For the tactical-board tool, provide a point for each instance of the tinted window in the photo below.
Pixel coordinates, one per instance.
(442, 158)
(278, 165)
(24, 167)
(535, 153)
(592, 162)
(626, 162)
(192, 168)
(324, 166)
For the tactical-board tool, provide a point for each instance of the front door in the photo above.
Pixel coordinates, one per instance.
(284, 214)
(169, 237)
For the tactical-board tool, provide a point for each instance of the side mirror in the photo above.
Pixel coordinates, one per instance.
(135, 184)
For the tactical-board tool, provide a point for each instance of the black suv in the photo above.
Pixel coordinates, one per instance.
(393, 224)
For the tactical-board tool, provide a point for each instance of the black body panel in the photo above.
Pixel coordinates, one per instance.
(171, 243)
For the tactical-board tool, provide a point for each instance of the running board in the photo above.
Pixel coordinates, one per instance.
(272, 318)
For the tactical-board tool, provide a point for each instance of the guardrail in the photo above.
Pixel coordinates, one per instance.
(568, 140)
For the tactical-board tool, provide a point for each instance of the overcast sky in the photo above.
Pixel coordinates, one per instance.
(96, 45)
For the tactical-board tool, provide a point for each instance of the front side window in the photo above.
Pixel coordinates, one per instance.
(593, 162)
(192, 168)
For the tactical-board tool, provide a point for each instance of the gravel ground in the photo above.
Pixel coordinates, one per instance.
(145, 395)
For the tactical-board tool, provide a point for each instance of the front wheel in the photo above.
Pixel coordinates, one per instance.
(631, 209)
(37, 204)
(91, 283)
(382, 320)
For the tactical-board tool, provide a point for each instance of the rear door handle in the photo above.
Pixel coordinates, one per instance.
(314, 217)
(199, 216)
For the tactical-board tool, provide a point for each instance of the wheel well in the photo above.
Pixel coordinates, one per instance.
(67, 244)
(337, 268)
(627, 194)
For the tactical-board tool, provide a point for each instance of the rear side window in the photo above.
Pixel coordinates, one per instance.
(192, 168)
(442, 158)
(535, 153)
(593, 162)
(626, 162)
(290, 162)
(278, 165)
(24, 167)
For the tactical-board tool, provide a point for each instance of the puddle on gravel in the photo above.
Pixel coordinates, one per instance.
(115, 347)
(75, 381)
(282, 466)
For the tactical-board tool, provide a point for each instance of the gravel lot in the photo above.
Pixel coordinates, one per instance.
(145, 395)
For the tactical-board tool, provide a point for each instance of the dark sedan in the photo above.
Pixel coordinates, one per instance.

---+---

(SET PROBLEM) Copy each line of the data exactly, leaving nothing out.

(TASK RESPONSE)
For the tactical-board tool, provide a point for each instance of the tinted window in the photo below.
Pixel coordinates, one per instance.
(442, 158)
(278, 165)
(24, 167)
(535, 153)
(592, 162)
(626, 162)
(192, 168)
(324, 166)
For the tactical-board tool, provide a point for each instance of the front door in the photo above.
Pixel coordinates, one per instance.
(284, 214)
(169, 237)
For the tactical-board tool, provide a point for each instance of the side mirror in the photo above.
Pixel coordinates, one per instance.
(135, 184)
For the tactical-board tool, provide a point for each instance of the black suv in the photo above.
Pixel coordinates, one per instance.
(393, 224)
For the tactical-board tool, provide a point for each instance of the black body panel in the photo above.
Pixel coordinates, one per instance.
(171, 243)
For the tactical-board tool, provide a point for each instance of the running board in the photo above.
Pixel coordinates, one per instance.
(272, 318)
For the tactical-board tool, provide a point for each instance of the guardrail in the photo above.
Pixel coordinates, one per instance.
(568, 140)
For the tactical-board tool, provide a point for each instance of the overcast sky in the photo above.
Pixel coordinates, one per instance.
(96, 45)
For the tactical-board tool, provide a point for each instance of the front side window in the photo above.
Pixel coordinates, one per instance.
(593, 162)
(192, 168)
For the tactical-board tool, provide a point for each instance of the gravel ground in the photo above.
Pixel coordinates, one per instance.
(145, 395)
For the tactical-board tool, provide a point for each instance of the front wheel in the photo above.
Pixel coordinates, one per instance.
(631, 209)
(37, 204)
(91, 283)
(382, 320)
For the tactical-board tool, provide a point for each instance of the rear door handle in the photo above.
Pixel coordinates, one per instance.
(314, 217)
(199, 216)
For the tactical-board tool, provide a point for each instance of the wheel well in the photo above.
Pixel coordinates, one per instance.
(67, 244)
(337, 268)
(627, 194)
For the tactical-board tool, provide a point for each instance of the rear side window in the photo above.
Pixel coordinates, one per instance.
(192, 168)
(442, 158)
(535, 153)
(593, 162)
(626, 162)
(290, 162)
(278, 165)
(24, 167)
For the tactical-board tool, provide a point for each instance of the puddle on gravel in the photo above.
Pixel coordinates, one per instance.
(115, 347)
(75, 381)
(282, 466)
For the tactical-board tool, provide a point for each instance of the gravel lot in the photo above.
Pixel coordinates, one per instance.
(145, 395)
For the tactical-board tool, provide a point for each instance of the dark sedan in the photo above.
Pixel coordinates, one per instance.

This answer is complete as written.